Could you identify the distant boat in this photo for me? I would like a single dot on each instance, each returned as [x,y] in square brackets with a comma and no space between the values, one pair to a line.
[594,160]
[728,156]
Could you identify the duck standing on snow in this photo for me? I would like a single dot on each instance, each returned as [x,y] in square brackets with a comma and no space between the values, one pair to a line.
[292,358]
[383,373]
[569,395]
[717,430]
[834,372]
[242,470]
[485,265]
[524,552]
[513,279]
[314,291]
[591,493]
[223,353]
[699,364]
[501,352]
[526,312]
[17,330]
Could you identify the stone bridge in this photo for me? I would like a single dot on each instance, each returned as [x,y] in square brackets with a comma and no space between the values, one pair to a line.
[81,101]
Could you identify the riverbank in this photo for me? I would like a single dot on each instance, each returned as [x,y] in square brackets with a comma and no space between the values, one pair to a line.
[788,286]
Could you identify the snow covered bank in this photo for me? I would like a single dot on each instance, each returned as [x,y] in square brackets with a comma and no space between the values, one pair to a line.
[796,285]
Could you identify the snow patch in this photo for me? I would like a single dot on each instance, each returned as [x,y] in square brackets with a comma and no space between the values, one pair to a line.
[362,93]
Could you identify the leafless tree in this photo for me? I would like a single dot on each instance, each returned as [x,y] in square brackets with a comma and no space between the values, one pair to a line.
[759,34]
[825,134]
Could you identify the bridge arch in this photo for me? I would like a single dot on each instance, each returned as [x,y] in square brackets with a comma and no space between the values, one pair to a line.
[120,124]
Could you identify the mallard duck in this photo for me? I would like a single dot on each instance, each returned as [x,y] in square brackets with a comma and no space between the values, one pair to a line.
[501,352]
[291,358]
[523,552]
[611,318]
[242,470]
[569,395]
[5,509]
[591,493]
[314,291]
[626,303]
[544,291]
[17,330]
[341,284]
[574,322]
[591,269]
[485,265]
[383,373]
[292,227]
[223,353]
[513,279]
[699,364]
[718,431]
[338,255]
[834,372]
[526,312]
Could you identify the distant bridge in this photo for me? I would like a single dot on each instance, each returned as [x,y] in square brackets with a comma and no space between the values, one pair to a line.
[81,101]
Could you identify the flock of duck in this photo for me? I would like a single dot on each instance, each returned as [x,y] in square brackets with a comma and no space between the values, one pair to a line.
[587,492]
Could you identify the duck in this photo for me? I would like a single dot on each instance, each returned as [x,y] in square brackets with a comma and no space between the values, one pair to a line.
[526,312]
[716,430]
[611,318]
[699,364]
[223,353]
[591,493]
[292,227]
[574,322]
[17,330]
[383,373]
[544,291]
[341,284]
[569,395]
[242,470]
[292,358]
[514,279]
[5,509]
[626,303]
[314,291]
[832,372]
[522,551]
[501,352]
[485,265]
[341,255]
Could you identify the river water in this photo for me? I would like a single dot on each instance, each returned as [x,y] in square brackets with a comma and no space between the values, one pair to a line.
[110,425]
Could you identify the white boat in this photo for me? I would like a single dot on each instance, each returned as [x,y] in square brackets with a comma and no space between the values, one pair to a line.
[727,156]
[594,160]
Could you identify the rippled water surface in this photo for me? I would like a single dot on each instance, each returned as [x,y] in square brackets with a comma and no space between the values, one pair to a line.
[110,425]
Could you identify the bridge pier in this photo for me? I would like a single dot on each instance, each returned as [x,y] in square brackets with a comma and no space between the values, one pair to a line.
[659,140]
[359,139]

______

Update the rows above: replace each "single dot" with "single point" and leave everything else as it is.

## ANSWER TO THE TASK
Could you identify the distant boat in this photo for me? I would like a single point on each instance, each returned as [x,y] in square brackets with a comma and no space between the values, one pair to a line.
[594,160]
[728,156]
Could you identify the duck standing on snow in this photo for me? I would like a single point on each instance, each returned as [x,y] in square brackets with a comma and no space between the values, one pair to a line.
[292,358]
[383,373]
[569,395]
[717,430]
[834,372]
[242,470]
[485,265]
[524,552]
[513,279]
[314,291]
[591,493]
[223,353]
[699,364]
[501,352]
[526,312]
[17,330]
Could you identify the stone bridge in this photo for me? I would like a single point on each instance, each returned as [x,y] in square brackets with a comma and no space between the values, one pair to a line.
[81,101]
Could you identify the riverbank in this photo for me? I would like a single point on each instance, each returned as [x,y] in square brackets with a comma and no space between the values, one pair to a line.
[788,286]
Could you identify the snow covered bank in this photo for me? I would like a single point on each instance, each returned as [x,y] in square brackets with a comma and no space between the values, one pair to a line.
[796,285]
Could you identify the snow patch in this photo for me? I would like a single point on each instance, each returned as [x,y] in square brackets with a comma and no space between the values, one pair to a line.
[362,93]
Could you identify the leafless tree in this photo for me? I would like a single point on each instance, each returned as [x,y] in square brackets with a comma and no space between the values, one pair to a line.
[759,34]
[825,134]
Could you identify the bridge arch in this photo for me? I would like a single point on each instance, each returned as [x,y] in square brackets with a comma and no space between the values, one pair to a line.
[120,124]
Could you identify the mallard duck in this photo for me? I would like a single point on each instance, each returned as [x,y] in square brackets with a comma and no space between the values, one pair to a line.
[501,352]
[291,358]
[523,552]
[611,318]
[242,470]
[569,395]
[5,509]
[591,493]
[314,291]
[626,303]
[544,291]
[17,330]
[341,284]
[574,322]
[591,269]
[485,265]
[383,373]
[292,227]
[223,353]
[513,279]
[699,364]
[718,431]
[338,255]
[834,372]
[526,312]
Could you identify the distant bridge in this photo for me? I would like a single point on each instance, each returned as [x,y] in square brackets with a comma and no space between the values, one pair to a line.
[81,101]
Could you identify the flock of duck in this photo for me? I would like a single point on each instance, each returned as [x,y] in square brackets with a comma and no space between the values, one pair to a line.
[587,492]
Could you identify the duck in this photo for me? I would like a single point on each instance, each returned as [x,y] in square brackets with a comma and no space between the values, one pair to a line.
[526,312]
[716,430]
[611,318]
[699,364]
[223,353]
[591,493]
[292,227]
[574,322]
[17,330]
[383,373]
[544,291]
[341,284]
[569,395]
[242,470]
[292,358]
[514,279]
[5,509]
[626,303]
[314,291]
[832,372]
[522,551]
[501,352]
[485,265]
[341,255]
Could you identify the river water in this photo for me? I would like a single point on each instance, each returned as [x,y] in square brackets with a comma and no space between the values, one pair to a line.
[110,425]
Could you identify the white boat in this photo for me? I would like a single point on each instance, each returned as [x,y] in square brackets with a comma and no space between the values, one pair to a line.
[727,156]
[594,160]
Could you identify the rippled water surface in this photo for me? I would like a single point on each instance, each returned as [x,y] in square brackets with a comma and no space between the values, one pair to a line.
[110,425]
Could you identify the bridge pier in this photo for me? I would like a single point on each instance, each returned as [x,y] in square brackets with a comma and no space between the values, one pair to a line.
[659,140]
[359,139]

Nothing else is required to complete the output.